### WHAT IS BEING ASKED
Pick out each line in the listing below that contains the word "Target" and copy those lines in their original order.
☆ ☆ ☆ ☆ ☆
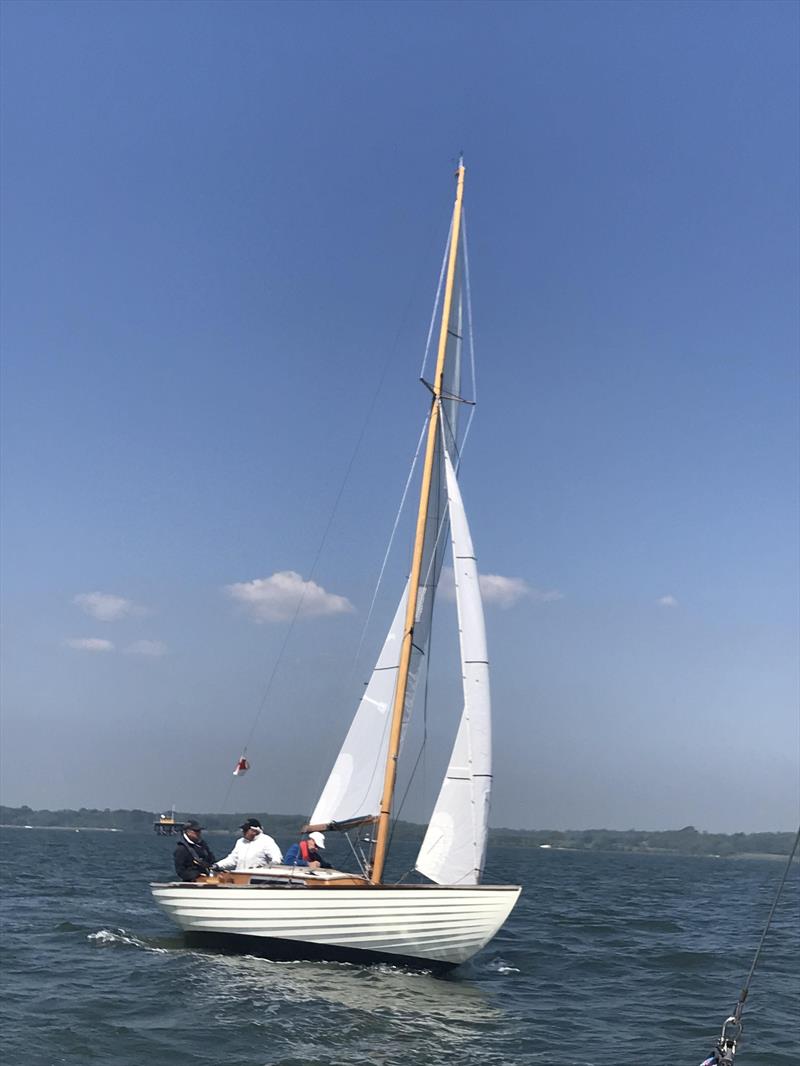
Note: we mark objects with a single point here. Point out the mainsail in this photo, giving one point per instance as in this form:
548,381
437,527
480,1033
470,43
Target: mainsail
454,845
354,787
☆ ☆ ☆ ☆ ☆
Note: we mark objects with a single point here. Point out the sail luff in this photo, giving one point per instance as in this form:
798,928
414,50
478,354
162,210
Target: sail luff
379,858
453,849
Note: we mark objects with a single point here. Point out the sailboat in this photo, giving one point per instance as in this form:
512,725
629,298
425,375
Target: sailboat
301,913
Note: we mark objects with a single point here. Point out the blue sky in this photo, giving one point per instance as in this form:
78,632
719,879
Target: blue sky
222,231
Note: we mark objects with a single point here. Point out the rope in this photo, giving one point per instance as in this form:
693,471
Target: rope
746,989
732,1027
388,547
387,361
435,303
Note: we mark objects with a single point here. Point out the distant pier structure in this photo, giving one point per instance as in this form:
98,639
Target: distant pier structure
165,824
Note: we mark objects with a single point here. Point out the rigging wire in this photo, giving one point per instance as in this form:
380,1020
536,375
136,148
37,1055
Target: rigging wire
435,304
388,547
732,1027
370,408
☆ ☆ ☆ ☆ ☆
### EXPECTED ANSWER
Target: mainsail
Target: sail luff
Target: sailboat
Target: blue sky
Target: rope
Target: distant pier structure
Target: rigging wire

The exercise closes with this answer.